## Request 1
From the passage on rink factors that follows, list the steps the writer says will be used to calculate the factors.

** start Excerpted text **

The way the rink factors (I'm lifting the term "factors" from baseball) will be calculated is very simple. I'm not looking for some perfect way of doing this but an easy way of getting a solid estimate. And what the factors will tell us is how much each rink over/under counts saves and misses. So if a factor is 1.2, that means it over counts that statistic by a factor of 1.2. So to adjust the statistic in question, we would multiply those that occur in that rink by 1/1.2. So what we'll do is compare home numbers to road numbers, take multiple years into account, and regress (similar to this method). The comparison of home to road numbers is meant to isolate the home rink effect, as it assumes that that the away numbers are indicative of the "true" numbers we'd expect. This of course isn't true because the road numbers won't perfectly even out as they'll be biases there too. But I think the road numbers should "mostly" even out so I'll let this be for now.
Another problem is that both the home and road numbers are just a one year sample (like looking at one year of a player's statistics). Therefore I'll take multiple years into account (If possible of course. This doesn't apply to teams that changed arenas). How many? Well I chose three. Why? Because beyond three years didn't really seem to add anything. So, for example, the rink factors for 2015-2016 will take into account the two previous years (they will each be weighted the same too). The last problem is that just like one year isn't indicative of the "true factor" each measurement will also contain some randomness. So each factor will have to be regressed a certain amount (because for all we know we are just measuring randomness).

** end Excerpted text **
** start Provided information **

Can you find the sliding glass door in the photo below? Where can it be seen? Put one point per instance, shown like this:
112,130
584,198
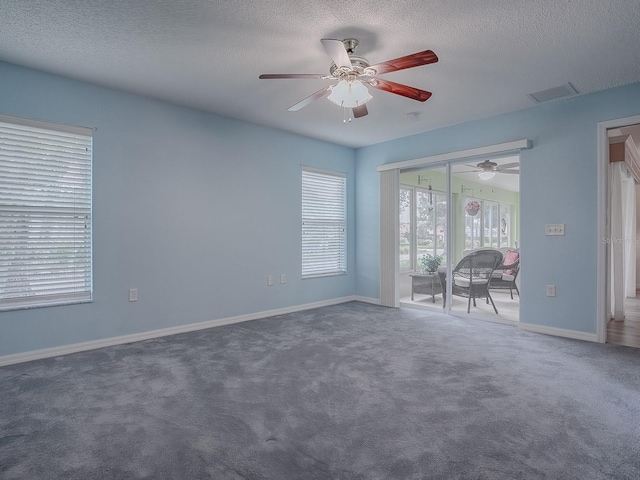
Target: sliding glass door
442,219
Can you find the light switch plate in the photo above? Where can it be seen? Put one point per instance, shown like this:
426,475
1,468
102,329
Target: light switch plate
554,229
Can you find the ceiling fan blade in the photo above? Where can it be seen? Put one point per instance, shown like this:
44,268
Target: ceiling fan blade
359,111
336,50
409,61
509,165
273,76
400,89
310,98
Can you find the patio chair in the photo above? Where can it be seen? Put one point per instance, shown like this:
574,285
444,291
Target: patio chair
471,277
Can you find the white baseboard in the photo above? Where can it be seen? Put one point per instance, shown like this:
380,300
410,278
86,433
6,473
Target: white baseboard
559,332
163,332
374,301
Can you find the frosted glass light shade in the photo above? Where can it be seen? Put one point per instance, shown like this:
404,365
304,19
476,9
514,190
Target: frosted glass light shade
486,175
349,95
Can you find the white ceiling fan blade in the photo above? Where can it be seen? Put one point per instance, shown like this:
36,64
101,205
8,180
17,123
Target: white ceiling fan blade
310,98
335,49
508,165
360,111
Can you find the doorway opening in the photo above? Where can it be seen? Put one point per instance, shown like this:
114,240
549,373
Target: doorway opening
622,244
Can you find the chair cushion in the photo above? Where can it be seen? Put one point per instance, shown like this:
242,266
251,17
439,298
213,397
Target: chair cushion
509,259
464,281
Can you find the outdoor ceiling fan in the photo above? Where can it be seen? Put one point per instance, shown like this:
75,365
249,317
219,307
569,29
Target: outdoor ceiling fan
487,169
354,75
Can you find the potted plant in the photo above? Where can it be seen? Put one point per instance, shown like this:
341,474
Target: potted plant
430,263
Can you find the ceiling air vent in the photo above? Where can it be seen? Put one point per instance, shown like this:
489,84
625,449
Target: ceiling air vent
555,93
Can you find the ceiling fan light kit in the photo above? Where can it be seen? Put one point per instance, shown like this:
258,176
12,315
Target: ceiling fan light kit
354,74
349,94
486,175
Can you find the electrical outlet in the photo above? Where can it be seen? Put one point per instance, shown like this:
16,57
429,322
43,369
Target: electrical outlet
554,229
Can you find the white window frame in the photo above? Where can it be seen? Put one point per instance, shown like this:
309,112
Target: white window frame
45,214
503,239
414,258
324,223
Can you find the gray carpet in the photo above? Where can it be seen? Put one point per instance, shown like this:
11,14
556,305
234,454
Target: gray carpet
352,391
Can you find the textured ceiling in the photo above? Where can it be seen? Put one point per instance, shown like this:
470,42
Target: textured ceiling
208,54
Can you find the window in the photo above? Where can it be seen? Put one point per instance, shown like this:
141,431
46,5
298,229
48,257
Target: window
423,225
324,223
489,226
45,214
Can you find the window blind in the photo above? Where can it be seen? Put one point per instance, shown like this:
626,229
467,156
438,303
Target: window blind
324,223
45,214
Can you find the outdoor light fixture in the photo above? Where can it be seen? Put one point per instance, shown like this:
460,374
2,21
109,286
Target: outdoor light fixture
349,94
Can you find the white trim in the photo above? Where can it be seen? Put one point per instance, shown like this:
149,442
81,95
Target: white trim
44,125
500,148
137,337
602,214
559,332
358,298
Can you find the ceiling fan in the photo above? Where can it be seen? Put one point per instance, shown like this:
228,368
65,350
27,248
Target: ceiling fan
354,74
488,169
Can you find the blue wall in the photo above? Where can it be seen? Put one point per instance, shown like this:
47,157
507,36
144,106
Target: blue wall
193,209
558,184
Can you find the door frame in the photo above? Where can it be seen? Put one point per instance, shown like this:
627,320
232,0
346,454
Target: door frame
603,219
389,292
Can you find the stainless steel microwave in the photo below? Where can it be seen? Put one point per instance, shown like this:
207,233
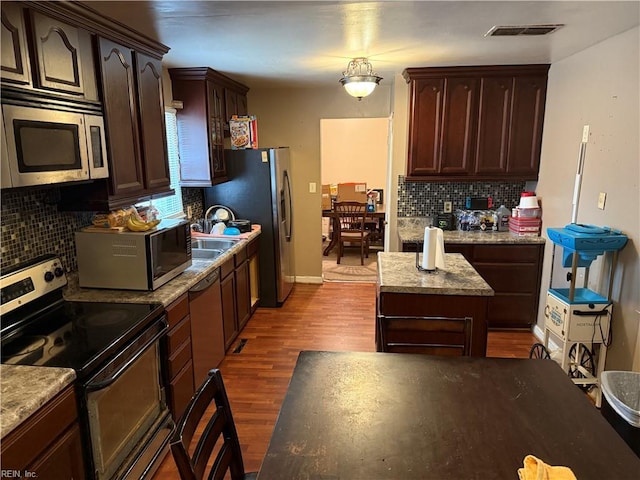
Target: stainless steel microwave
46,146
133,260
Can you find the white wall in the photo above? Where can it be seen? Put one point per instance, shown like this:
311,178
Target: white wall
598,87
354,150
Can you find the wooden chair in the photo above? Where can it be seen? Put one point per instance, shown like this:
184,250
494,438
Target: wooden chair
427,335
350,223
219,434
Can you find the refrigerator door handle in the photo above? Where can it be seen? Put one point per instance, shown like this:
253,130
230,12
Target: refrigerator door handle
285,202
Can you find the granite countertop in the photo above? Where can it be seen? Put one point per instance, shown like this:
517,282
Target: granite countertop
166,294
411,230
25,389
397,273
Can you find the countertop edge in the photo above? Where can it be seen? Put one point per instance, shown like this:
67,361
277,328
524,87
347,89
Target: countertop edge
25,389
164,295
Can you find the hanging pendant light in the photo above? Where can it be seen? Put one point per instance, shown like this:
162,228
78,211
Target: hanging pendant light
358,79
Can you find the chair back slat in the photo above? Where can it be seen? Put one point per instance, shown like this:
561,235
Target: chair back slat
218,435
350,222
427,335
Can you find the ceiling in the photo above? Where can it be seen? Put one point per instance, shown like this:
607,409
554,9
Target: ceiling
309,43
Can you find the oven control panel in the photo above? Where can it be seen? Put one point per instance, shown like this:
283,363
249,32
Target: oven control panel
31,282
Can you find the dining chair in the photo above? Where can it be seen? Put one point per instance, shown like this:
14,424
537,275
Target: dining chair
218,434
351,220
427,335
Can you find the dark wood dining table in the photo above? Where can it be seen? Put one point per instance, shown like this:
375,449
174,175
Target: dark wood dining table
349,416
377,216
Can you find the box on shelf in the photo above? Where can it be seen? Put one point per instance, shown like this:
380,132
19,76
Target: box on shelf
326,197
352,192
244,132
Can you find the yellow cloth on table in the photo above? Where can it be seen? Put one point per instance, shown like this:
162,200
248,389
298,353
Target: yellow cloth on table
536,469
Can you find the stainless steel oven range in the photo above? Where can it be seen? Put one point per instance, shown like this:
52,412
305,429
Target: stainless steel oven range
114,349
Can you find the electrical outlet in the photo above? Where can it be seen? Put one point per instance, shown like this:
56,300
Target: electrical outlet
602,198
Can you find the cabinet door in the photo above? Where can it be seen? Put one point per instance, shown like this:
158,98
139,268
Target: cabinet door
243,105
15,62
58,55
527,116
63,460
425,128
153,134
119,94
458,126
230,104
229,312
181,389
216,134
493,127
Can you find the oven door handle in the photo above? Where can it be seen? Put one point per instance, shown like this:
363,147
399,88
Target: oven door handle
94,386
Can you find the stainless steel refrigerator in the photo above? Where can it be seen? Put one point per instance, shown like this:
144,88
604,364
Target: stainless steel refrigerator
259,190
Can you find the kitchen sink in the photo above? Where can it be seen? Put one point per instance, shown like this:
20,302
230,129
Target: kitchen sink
206,253
212,244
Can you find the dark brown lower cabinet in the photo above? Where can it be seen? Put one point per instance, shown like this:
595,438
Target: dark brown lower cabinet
448,306
514,272
178,357
47,444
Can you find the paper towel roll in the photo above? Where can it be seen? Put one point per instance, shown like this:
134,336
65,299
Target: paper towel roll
433,249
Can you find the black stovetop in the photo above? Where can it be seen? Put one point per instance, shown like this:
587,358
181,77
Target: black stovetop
78,335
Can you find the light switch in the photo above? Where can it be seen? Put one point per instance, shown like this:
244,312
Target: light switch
601,199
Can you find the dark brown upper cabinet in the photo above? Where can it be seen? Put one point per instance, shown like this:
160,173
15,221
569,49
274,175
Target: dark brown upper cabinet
41,52
15,60
476,123
134,118
209,99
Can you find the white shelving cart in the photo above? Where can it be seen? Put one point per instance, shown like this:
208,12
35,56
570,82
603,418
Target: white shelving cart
578,317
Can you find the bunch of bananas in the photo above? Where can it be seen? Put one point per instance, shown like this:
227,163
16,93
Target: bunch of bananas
136,225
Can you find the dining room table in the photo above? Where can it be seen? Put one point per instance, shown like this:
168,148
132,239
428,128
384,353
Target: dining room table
356,415
377,218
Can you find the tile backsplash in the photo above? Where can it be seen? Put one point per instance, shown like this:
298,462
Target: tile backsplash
419,199
31,225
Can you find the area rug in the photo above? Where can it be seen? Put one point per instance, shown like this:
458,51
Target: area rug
349,269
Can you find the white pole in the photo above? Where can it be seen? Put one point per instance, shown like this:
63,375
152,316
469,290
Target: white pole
578,182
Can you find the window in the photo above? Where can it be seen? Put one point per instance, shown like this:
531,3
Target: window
171,206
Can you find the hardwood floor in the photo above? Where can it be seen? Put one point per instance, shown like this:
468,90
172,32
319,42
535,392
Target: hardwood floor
331,316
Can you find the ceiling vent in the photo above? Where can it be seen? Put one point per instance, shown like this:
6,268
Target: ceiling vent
519,30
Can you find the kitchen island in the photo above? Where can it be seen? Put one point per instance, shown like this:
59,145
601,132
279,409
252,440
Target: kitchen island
456,291
511,265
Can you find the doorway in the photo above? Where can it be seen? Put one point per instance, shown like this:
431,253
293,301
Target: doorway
353,150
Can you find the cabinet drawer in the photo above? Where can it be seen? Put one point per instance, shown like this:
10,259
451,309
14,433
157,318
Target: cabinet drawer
512,310
23,445
252,248
509,278
180,334
179,358
178,310
240,257
181,390
227,268
506,253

** end Provided information **

## Request 2
Select every line of the listing above that contains the word "sink".

## Complete output 1
- Compare home numbers to road numbers.
- Take multiple years into account.
- Regress.

## Complete output 2
Can you find the kitchen sink in the photo above? Where can it be seen? Put one point per instance, shown like this:
Target: kitchen sink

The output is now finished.